Exercises:
A - Reproduce part of the web development roundup word for word, beginning at the words "CarbonQA provides QA" and stopping after "a MrBeast video.".
B - In the web development roundup, condense the paragraph that begins "CodeGeeX is an open-source" into a shorter version that keeps its main facts.

Passage to read:

CarbonQA provides QA services geared for dev teams. They’ll boost your team’s morale sky-high by… breaking your code repeatedly. But the good news is that you’ll never have to waste time on testing again. They work in your tools, talk with your team on Slack, and let your devs be devs. [sponsored]
Jenna Smith wrote a good article about Progressive Enhancement for a more resilient web. Because all of a sudden, every web developer is more obsessed with PE than a bunch of elementary school kids on Parachute Day.
Liqe is a lightweight Lucene-like parser, serializer and search engine. So I guess you can dere-LIQE my JSON, cap-i-tan.
Julian Benegas wrote about how Vercel is Serving millions of users on the new MrBeast storefront. But we all know this is just part of Guillermo’s 35-part plan to get in a MrBeast video.
CodeGeeX is an open-source, large-scale multilingual code generation model with 13 billion parameters. This looks like a cool OSS alternative to GitHub Copilot — but the downside is that if you don’t pay for Copilot, Bill Gates might not be able to afford to buy as many giant ping pong paddles. So, tradeoffs.

Given records:
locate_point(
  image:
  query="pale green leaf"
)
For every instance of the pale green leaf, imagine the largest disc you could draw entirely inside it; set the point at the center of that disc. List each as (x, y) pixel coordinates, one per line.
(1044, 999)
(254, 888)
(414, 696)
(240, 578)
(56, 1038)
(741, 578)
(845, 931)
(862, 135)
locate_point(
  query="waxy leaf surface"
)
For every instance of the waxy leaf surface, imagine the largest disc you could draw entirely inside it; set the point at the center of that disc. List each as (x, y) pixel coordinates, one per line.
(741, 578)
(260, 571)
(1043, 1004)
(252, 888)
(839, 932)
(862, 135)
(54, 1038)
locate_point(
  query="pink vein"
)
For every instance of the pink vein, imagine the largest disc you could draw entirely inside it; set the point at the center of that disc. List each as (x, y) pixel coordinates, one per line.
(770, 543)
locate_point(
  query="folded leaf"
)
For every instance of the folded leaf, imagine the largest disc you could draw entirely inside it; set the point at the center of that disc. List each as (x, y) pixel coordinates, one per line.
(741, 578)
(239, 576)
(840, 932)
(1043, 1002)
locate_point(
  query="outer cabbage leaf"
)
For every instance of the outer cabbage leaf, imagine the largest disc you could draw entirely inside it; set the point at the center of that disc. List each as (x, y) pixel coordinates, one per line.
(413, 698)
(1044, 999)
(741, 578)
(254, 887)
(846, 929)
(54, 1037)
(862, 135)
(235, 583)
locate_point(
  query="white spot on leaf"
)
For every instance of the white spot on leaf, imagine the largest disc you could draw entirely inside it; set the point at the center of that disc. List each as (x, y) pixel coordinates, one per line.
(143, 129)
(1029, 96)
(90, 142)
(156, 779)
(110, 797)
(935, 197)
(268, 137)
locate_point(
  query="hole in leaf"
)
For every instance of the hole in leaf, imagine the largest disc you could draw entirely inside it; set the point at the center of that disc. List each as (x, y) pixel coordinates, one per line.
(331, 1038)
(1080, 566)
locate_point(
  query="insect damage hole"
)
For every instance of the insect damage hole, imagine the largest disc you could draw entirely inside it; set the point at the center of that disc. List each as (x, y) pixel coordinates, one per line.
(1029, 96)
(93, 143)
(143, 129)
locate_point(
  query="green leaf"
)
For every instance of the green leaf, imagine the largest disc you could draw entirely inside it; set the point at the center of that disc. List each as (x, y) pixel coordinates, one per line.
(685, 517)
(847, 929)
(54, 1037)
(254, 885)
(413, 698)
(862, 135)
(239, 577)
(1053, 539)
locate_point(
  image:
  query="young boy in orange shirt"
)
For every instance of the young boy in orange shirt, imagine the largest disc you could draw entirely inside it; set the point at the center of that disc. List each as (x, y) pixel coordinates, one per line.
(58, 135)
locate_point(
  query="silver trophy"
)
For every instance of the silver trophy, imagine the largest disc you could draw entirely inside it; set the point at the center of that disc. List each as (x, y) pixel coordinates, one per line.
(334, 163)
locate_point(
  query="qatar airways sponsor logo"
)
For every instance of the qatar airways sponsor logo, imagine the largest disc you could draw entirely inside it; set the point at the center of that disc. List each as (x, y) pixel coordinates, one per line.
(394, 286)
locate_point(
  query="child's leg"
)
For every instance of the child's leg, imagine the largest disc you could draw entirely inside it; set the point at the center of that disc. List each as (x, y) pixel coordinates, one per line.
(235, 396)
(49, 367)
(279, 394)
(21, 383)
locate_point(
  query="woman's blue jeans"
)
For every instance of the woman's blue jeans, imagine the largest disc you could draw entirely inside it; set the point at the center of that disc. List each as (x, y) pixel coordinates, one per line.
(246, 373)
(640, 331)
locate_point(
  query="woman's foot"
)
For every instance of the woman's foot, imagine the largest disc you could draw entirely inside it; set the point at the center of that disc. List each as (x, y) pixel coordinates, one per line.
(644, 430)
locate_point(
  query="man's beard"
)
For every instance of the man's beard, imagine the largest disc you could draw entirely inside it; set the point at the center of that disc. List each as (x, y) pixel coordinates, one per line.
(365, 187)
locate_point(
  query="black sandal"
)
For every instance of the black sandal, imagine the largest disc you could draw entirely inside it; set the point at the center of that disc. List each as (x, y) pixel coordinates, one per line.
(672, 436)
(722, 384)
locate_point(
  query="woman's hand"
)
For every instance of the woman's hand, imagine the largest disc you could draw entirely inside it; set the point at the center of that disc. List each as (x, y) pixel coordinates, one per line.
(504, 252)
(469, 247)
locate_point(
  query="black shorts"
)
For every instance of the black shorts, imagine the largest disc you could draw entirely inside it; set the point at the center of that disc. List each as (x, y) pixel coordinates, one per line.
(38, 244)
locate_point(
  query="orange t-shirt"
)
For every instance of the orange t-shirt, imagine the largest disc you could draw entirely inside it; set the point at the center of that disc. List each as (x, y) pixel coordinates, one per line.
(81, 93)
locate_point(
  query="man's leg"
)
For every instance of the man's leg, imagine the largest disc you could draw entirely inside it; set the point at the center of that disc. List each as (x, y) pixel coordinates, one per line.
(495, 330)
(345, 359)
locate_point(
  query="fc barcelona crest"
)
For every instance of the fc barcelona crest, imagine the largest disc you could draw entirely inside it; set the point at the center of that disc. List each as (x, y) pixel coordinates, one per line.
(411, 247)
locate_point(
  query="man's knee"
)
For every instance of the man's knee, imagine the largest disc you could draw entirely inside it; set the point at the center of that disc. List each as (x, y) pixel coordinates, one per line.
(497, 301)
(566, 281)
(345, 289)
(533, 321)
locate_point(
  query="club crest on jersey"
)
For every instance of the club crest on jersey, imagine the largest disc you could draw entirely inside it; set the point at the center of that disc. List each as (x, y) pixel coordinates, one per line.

Answers provided:
A -
CarbonQA provides QA services geared for dev teams. They’ll boost your team’s morale sky-high by… breaking your code repeatedly. But the good news is that you’ll never have to waste time on testing again. They work in your tools, talk with your team on Slack, and let your devs be devs. [sponsored]
Jenna Smith wrote a good article about Progressive Enhancement for a more resilient web. Because all of a sudden, every web developer is more obsessed with PE than a bunch of elementary school kids on Parachute Day.
Liqe is a lightweight Lucene-like parser, serializer and search engine. So I guess you can dere-LIQE my JSON, cap-i-tan.
Julian Benegas wrote about how Vercel is Serving millions of users on the new MrBeast storefront. But we all know this is just part of Guillermo’s 35-part plan to get in a MrBeast video.

B - CodeGeeX is an open-source, large-scale multilingual code generation model with 13 billion parameters that looks like an open-source alternative to GitHub Copilot. The joking tradeoff is that if people do not pay for Copilot, Bill Gates might not be able to afford as many giant ping pong paddles.